### Items

** START **

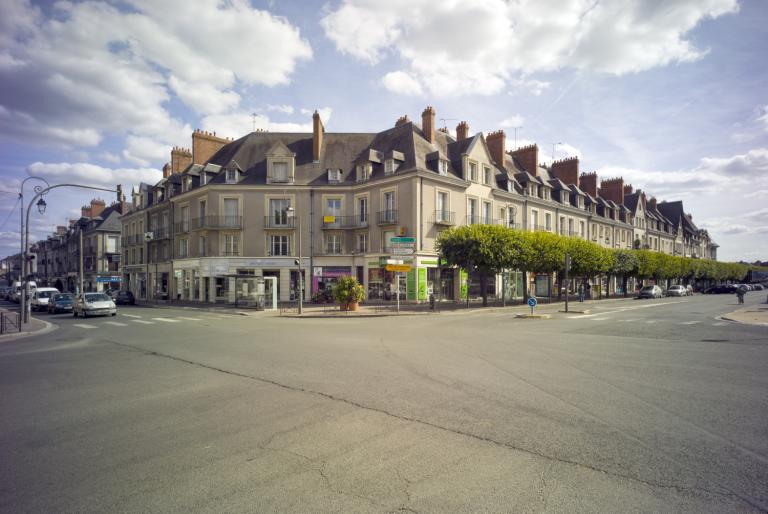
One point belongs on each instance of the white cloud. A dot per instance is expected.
(285, 109)
(454, 47)
(93, 69)
(239, 123)
(403, 83)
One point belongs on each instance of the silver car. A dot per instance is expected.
(94, 304)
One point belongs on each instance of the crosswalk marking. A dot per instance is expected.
(167, 320)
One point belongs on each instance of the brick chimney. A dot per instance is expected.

** END **

### Aim
Write out the lines above as a JSON list of strings, one string per line, skipping blank lines and leaving out the pictures.

### Output
[
  "One point belongs on each instance of the white cloud. A dot per instance is expected.",
  "(285, 109)",
  "(454, 47)",
  "(93, 69)",
  "(239, 123)",
  "(403, 83)",
  "One point belongs on each instance of the silver car. A dot per instance is expected.",
  "(94, 304)",
  "One point belongs on each instance of the crosswalk marking. A dot per instance is expected.",
  "(167, 320)",
  "One point belongs on each instance of the brick chimney. A dot per instance is expected."
]